=== YOUR ASSIGNMENT ===
From the entries below, please output exactly the lines starting at the one containing "Query: green peppercorn" and ending at the one containing "Indicate the glass bowl of", both included.

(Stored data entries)
[Start of section]

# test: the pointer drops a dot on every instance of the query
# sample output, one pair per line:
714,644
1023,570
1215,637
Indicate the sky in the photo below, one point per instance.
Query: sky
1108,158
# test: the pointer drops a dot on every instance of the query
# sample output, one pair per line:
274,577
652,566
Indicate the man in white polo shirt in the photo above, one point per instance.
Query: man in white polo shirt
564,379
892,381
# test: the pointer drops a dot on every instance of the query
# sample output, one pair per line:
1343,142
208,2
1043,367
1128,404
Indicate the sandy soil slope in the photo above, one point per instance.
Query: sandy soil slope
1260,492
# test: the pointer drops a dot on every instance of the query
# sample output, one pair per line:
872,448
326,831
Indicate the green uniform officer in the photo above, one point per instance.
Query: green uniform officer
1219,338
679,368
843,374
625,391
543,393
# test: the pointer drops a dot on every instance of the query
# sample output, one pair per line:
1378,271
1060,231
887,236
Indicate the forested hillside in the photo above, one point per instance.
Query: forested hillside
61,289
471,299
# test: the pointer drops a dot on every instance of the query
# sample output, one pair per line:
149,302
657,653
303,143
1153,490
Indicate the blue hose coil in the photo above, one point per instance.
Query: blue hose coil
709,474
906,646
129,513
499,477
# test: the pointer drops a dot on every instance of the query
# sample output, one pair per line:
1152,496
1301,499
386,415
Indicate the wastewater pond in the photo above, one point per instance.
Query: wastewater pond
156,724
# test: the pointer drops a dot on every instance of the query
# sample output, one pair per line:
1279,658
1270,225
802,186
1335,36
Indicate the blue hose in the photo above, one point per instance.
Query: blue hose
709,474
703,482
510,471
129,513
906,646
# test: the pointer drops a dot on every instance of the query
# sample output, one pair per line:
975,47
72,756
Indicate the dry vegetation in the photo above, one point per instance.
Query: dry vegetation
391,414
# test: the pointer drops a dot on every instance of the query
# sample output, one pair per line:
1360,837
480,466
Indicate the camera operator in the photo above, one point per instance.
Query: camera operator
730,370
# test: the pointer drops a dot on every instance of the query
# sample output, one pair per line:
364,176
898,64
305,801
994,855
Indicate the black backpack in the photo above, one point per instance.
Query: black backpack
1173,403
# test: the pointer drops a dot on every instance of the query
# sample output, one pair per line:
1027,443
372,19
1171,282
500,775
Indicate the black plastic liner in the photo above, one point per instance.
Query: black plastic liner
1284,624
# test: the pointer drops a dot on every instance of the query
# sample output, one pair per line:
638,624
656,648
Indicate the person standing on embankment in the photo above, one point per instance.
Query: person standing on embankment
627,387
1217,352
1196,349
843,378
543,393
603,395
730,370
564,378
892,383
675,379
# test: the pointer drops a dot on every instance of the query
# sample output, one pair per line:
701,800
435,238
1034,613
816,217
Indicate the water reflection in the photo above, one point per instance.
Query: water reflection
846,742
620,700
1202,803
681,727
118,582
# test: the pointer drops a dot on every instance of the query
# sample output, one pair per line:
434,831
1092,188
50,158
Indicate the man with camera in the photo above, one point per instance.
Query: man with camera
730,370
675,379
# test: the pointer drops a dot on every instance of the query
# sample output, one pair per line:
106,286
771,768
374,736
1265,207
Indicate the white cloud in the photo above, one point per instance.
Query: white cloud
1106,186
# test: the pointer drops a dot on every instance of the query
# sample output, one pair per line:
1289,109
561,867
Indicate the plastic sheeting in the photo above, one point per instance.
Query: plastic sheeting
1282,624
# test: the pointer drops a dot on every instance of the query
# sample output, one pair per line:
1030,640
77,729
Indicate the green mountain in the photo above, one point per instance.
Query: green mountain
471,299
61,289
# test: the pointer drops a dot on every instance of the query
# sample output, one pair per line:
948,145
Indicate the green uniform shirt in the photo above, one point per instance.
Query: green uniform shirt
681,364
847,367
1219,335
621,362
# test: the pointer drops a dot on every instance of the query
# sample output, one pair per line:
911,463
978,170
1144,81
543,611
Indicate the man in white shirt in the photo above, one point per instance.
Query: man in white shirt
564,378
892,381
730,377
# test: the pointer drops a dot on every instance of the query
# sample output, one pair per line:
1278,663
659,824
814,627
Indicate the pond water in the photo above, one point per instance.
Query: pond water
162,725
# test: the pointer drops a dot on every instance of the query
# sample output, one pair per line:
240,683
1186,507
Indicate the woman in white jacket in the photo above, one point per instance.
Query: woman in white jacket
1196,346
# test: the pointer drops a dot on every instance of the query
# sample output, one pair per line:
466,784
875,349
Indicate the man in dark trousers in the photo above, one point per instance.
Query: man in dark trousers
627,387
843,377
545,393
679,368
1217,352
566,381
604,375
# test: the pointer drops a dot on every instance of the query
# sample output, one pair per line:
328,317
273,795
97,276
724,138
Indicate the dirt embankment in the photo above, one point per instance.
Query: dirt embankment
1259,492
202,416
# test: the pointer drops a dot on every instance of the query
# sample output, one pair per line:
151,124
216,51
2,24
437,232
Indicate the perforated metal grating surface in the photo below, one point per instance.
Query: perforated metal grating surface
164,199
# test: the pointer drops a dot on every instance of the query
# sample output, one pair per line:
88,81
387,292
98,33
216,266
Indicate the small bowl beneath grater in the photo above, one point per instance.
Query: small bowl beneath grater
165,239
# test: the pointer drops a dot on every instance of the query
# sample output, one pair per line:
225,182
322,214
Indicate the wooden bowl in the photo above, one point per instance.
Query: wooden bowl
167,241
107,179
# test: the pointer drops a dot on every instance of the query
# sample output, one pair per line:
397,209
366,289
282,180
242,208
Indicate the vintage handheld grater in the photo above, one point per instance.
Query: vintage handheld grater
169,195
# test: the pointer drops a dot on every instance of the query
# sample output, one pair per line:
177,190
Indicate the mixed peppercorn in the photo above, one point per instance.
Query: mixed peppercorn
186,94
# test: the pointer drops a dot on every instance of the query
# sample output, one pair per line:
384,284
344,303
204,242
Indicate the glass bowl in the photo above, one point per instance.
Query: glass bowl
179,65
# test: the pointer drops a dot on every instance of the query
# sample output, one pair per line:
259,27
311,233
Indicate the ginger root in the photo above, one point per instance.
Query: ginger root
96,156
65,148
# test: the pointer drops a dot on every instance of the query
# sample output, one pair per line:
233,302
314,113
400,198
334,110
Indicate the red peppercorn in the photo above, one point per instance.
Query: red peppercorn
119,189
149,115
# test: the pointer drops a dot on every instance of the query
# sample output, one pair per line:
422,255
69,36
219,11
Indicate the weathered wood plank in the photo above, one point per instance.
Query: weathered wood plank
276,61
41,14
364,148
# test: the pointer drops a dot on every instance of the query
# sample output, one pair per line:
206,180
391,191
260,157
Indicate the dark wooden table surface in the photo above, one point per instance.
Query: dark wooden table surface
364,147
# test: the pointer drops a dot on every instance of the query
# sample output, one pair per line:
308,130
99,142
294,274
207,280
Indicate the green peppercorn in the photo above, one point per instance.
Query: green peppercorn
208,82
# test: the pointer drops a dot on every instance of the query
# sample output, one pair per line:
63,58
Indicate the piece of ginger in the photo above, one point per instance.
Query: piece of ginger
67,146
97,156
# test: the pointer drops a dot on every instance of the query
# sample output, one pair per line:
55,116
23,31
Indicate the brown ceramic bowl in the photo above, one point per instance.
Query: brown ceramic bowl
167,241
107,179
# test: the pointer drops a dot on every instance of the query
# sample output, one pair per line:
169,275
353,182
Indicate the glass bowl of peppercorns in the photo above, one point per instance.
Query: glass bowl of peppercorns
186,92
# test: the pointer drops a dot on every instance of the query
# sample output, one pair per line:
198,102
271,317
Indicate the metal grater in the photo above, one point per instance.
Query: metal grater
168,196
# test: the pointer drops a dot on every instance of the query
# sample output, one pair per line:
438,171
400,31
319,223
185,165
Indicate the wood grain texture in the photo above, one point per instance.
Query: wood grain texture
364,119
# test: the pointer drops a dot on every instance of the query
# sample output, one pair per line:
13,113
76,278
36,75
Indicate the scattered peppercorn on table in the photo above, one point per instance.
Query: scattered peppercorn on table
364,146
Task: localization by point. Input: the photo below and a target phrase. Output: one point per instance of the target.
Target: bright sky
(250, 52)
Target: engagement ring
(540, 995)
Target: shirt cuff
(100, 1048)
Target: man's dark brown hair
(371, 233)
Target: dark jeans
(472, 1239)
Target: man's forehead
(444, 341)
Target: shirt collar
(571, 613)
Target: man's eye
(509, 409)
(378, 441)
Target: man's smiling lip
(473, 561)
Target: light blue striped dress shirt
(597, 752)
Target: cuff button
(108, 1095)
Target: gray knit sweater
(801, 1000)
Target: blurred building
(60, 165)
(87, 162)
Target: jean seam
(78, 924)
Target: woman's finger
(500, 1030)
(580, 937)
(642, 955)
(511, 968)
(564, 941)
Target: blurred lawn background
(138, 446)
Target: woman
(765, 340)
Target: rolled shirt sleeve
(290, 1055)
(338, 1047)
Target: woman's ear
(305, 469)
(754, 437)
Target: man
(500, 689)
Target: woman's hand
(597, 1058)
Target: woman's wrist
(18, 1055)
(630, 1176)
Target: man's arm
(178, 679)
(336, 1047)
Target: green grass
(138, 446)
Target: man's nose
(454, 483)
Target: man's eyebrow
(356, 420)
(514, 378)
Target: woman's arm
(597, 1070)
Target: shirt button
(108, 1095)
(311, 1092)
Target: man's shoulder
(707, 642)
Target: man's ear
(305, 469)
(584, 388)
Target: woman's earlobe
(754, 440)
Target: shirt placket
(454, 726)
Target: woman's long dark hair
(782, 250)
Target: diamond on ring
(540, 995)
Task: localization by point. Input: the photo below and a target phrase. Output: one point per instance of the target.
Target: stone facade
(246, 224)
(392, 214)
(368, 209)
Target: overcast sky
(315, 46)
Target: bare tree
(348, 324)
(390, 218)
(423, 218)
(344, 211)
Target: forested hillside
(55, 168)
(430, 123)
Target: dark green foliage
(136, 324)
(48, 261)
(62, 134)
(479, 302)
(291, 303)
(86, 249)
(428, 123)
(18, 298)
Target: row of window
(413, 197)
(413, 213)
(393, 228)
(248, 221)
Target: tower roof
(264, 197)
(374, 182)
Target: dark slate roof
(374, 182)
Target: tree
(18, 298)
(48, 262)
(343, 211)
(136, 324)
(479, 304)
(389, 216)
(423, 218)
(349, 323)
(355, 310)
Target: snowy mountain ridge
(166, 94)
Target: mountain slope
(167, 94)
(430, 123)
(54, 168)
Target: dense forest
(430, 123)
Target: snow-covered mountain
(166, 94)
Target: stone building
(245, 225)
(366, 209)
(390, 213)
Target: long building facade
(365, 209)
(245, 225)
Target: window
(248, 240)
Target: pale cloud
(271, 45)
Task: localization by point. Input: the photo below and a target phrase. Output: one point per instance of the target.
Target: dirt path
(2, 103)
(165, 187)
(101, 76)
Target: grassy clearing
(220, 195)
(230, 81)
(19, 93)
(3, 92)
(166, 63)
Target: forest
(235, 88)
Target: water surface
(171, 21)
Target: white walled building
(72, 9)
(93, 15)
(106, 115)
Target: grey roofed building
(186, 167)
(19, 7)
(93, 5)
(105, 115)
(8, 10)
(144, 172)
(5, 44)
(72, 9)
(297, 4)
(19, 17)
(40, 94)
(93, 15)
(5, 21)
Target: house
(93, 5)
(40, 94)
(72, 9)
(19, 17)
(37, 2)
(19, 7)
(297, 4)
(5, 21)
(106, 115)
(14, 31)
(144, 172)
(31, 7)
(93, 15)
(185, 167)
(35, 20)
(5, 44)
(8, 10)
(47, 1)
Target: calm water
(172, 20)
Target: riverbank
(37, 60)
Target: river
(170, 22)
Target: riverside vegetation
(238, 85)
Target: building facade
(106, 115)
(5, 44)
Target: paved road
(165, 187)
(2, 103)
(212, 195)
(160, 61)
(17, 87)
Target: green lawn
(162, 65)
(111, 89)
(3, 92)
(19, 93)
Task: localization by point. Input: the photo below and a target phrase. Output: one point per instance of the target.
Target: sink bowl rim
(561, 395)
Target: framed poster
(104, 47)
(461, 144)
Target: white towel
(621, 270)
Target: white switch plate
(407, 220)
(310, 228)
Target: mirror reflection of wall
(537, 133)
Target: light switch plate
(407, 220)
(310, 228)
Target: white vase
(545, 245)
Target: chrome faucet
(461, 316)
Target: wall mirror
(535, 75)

[End of section]

=== WRITTEN ANSWER ===
Query: green peppercorn
208,82
# test: the pointer drops a dot on every instance of the query
# sample output, one pair per line:
63,58
Indicate the piece of ginger in the photo above, one point per instance.
Query: piece of ginger
67,146
97,156
# test: the pointer drops a dot on every instance of the query
# sample output, one pair per line:
55,116
23,31
Indicate the brown ceramic bowl in the photo above, one point per instance.
Query: brown ceramic bowl
167,241
107,179
# test: the pointer drops a dot on every instance of the query
# sample output, one pair per line:
169,275
353,182
Indicate the glass bowl of peppercorns in the photo above, one point per instance.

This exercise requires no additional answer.